** begin Data shown **

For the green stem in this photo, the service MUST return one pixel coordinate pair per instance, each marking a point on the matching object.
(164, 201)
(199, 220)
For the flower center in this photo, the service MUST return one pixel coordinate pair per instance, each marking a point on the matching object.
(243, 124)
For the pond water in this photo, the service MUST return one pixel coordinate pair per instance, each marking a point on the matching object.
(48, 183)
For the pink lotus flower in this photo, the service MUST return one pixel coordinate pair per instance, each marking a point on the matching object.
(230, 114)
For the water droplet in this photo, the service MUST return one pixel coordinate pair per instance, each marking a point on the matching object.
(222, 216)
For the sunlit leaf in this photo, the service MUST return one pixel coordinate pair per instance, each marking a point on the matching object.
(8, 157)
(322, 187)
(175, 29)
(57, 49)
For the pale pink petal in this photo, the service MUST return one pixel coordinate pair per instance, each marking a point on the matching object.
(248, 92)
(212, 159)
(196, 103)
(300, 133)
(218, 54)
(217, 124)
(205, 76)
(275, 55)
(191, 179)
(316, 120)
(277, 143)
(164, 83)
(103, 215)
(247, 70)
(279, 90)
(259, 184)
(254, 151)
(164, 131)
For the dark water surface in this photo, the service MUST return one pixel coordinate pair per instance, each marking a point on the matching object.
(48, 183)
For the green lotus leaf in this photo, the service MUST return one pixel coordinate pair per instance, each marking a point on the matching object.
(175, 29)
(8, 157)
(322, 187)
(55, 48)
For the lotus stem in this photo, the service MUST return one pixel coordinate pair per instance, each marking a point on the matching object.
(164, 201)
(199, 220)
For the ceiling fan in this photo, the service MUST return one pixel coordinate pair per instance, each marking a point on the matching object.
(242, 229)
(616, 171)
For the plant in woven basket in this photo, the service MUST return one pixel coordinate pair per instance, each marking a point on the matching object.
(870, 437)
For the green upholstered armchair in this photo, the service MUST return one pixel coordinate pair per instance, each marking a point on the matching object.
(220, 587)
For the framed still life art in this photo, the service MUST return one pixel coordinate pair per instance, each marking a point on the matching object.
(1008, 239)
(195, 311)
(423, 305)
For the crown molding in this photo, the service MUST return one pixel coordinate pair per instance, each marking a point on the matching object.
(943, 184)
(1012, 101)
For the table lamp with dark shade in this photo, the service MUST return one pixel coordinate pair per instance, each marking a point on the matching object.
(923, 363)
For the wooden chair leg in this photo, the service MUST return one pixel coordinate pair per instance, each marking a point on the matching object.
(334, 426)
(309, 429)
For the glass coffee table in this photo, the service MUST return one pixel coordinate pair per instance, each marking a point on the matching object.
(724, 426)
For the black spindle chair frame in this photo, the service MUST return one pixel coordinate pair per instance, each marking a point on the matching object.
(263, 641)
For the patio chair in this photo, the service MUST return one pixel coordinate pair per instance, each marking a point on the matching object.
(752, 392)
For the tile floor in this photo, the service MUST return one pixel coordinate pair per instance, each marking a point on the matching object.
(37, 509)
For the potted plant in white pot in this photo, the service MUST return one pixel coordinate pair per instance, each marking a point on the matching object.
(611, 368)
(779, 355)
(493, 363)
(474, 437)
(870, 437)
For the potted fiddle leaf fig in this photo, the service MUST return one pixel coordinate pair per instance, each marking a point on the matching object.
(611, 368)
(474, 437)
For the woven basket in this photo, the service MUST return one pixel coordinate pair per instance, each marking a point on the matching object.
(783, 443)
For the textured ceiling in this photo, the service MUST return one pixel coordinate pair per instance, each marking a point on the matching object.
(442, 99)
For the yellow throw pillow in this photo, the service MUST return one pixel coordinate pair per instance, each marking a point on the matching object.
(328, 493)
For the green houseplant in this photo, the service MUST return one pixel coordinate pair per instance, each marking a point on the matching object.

** end Data shown **

- Stated exercise -
Each entry above is to be printed again exactly.

- Solved problem -
For the green stem in this photo, the service MUST return one pixel coordinate pair per instance, each marking a point on the matching object.
(164, 201)
(199, 220)
For the flower center in this photo, the service MUST return one pixel coordinate pair per instance, each marking a point on the matching object.
(243, 124)
For the pond water in this photo, the service MUST return one pixel coordinate pair per instance, each marking a point on the matching object.
(48, 183)
For the pink lotus flower in this photo, the service MUST return one pixel coordinate pair per instance, each marking a point on the matching object.
(230, 114)
For the water droplet in this photo, the service MUST return one pixel coordinate pair per instance, each marking a point on the matching object.
(222, 216)
For the sunlit leaf in this photo, the service MUST return one pixel coordinate pair per instance, each marking a point on the matching object.
(8, 157)
(322, 187)
(175, 29)
(57, 49)
For the pale pink petal in this photo, the service MUST return one pixel coordinate pair per instance, each marking a point on the matching object.
(248, 92)
(212, 159)
(196, 103)
(300, 133)
(218, 54)
(217, 124)
(205, 76)
(275, 55)
(191, 179)
(316, 120)
(277, 143)
(164, 83)
(103, 215)
(247, 70)
(279, 90)
(259, 184)
(254, 151)
(164, 131)
For the dark water surface in this photo, the service MUST return one pixel coordinate pair per instance, each marking a point on the matching object.
(48, 183)
For the green lotus leaf in this photo, the service MUST return one pixel coordinate pair per instance, each marking a point on the matching object.
(175, 29)
(8, 157)
(322, 187)
(55, 48)
For the lotus stem in this photo, the service MUST return one pixel coordinate pair per instance, each marking a point on the matching object.
(164, 201)
(199, 220)
For the ceiling fan in this photo, the service MUST return one pixel coordinate pair per instance, each marking a point on the matching object.
(242, 229)
(616, 171)
For the plant in woven basket in this photo, the service MUST return one pixel coordinate pair per instance, each marking a point on the matching object.
(870, 437)
For the green upholstered armchair in this photo, the service MUST return one pixel coordinate pair per instance, each marking a point on the matching object.
(220, 587)
For the framed still life art in this photo, the service MUST return one pixel coordinate pair per instance, each marking a point on the matching object.
(1008, 239)
(195, 311)
(423, 305)
For the crown molding in this photo, the service MUST return one pixel coordinate pair per instance, each marking a point on the matching object.
(943, 184)
(1012, 101)
For the table lamp with dark shade in this photo, the service MUST return one pixel coordinate pair per instance, each marking a point on the matching object.
(923, 363)
For the wooden chair leg in this photo, the service MUST return one pixel coordinate pair per instance, each marking a point on the matching object.
(334, 426)
(309, 429)
For the glass coffee table in this photo, the service MUST return one pixel coordinate pair per instance, each marking a point on the matching object.
(724, 426)
For the black spindle chair frame in this photo, the service MUST return one pixel coordinate pair per instance, each marking a point on the matching object.
(263, 641)
For the patio chair in this photo, the service MUST return one pixel coordinate pair per instance, each marking a point on the matching object.
(752, 392)
For the tile floor in this photo, the service MUST return one pixel coordinate pair per instance, each marking a point on the matching object.
(37, 509)
For the potted plant in white pot in this photo, the service MUST return one pixel coordinate pair per instance, each marking a point on the matching object.
(611, 368)
(779, 355)
(493, 363)
(474, 437)
(870, 437)
For the potted fiddle leaf fig in this photo, the service MUST return one pixel coordinate pair per instance, each marking a point on the matching object.
(611, 368)
(474, 437)
For the woven basket in this photo, the service MUST return one pixel coordinate pair per instance, each marking a point on the matching object.
(783, 443)
For the textured ceiling in this photo, the service MUST return one pixel coordinate pair per instance, each marking a point on the matching object.
(442, 99)
For the yellow throw pillow in this photo, the service MUST return one pixel coordinate pair per instance, each marking a point on the matching object.
(328, 493)
For the green houseplant in this photo, the service MUST return one pixel coordinate pair per instance, each marking a point on the matching object.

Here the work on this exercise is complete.